Anderer Meinung waren die Stadtverordnete Angelika Kunkel, FDP, und der CDU-Stadtverordnete Dennis Schneiderat. Nach Ansicht der beiden Mandatsträger seien einzelne Leserbriefe gegen das präferierte Beteiligungsverfahren und der BI vorliegende Unterschriften ein ausreichendes Votum und ein klarer Handlungsauftrag für die Stadtpolitik.

 

 

Freibad: Was Breidsprecher wissen musste und Schneiderat wissen sollte


Klaus Breidsprecher und Dennis Schneidrat, beide CDU, der eine Altbürgermeister, der andere Bewerber um das Amt des Oberbürgermeisters, präsentieren sich als uneingeschränkte Befürworter der Sanierung des Freibades – am heutigen Standort und möglichst kurzfristig. Eine Abwägung mit anderen Investitionsvorhaben scheint ihnen nicht erforderlich. Eine breit angelegte und repräsentative Einbindung der Wetzlarerinnen und Wetzlarer, so wie sie die SPD-geführte Koalition und Bürgermeister Manfred Wagner vorsehen, lehnen sie ab.  Sie vermitteln, so auch in der jüngsten Sitzung der Stadtverordneten den Eindruck, als sei dies immer so gewesen.

_Gespeicherte Datensätze_:
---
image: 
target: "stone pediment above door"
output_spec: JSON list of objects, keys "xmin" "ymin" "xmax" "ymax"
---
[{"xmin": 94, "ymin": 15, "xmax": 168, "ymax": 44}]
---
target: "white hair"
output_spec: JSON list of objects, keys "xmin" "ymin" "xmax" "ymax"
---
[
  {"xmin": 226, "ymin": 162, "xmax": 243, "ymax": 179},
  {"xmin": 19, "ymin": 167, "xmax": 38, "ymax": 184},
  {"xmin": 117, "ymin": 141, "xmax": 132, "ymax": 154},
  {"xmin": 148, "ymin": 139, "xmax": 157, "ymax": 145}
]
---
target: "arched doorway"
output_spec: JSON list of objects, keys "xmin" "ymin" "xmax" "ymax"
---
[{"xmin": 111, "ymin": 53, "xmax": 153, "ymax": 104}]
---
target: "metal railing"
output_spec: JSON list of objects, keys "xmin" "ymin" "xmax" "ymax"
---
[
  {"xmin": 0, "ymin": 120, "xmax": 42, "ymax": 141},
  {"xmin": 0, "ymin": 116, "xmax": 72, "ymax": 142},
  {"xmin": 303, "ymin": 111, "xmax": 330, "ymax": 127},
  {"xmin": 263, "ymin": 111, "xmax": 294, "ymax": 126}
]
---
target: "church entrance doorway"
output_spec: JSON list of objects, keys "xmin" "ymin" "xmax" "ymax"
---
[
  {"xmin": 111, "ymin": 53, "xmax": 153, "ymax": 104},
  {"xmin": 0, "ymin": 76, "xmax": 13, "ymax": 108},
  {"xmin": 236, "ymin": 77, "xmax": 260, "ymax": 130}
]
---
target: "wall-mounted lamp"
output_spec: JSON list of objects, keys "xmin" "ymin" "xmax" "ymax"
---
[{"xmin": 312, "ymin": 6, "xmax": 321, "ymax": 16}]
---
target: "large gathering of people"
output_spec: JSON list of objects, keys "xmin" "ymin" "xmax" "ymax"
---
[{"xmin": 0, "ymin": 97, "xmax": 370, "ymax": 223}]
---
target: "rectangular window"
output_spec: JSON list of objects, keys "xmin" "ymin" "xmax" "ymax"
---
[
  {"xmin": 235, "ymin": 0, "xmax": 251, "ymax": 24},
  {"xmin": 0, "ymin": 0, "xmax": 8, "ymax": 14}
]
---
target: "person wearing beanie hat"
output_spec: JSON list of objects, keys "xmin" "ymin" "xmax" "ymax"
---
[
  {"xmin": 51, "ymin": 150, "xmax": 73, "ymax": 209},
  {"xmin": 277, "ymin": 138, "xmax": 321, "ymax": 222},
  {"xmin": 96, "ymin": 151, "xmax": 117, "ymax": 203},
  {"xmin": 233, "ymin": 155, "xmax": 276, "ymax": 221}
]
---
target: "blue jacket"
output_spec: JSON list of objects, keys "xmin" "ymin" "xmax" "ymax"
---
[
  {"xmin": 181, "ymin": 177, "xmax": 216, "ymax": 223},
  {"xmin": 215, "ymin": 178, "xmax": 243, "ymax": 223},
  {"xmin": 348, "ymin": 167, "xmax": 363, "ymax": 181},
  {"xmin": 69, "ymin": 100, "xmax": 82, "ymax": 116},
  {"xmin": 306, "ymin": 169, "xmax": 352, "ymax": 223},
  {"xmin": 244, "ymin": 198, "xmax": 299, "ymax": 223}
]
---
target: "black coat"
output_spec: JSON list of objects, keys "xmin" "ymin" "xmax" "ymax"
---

_Aufgaben_:
1) Schreibe den Auszug zum Freibad von „Anderer Meinung waren“ bis einschließlich „für die Stadtpolitik.“ ab und ändere dabei „Stadtpolitik“ in „Kommunalpolitik“.
2) Welches Amt hatte Klaus Breidsprecher laut dem Auszug zum Freibad früher inne?

_Antworten je Aufgabe_:
1)
Anderer Meinung waren die Stadtverordnete Angelika Kunkel, FDP, und der CDU-Stadtverordnete Dennis Schneiderat. Nach Ansicht der beiden Mandatsträger seien einzelne Leserbriefe gegen das präferierte Beteiligungsverfahren und der BI vorliegende Unterschriften ein ausreichendes Votum und ein klarer Handlungsauftrag für die Kommunalpolitik.

2) Er ist Altbürgermeister.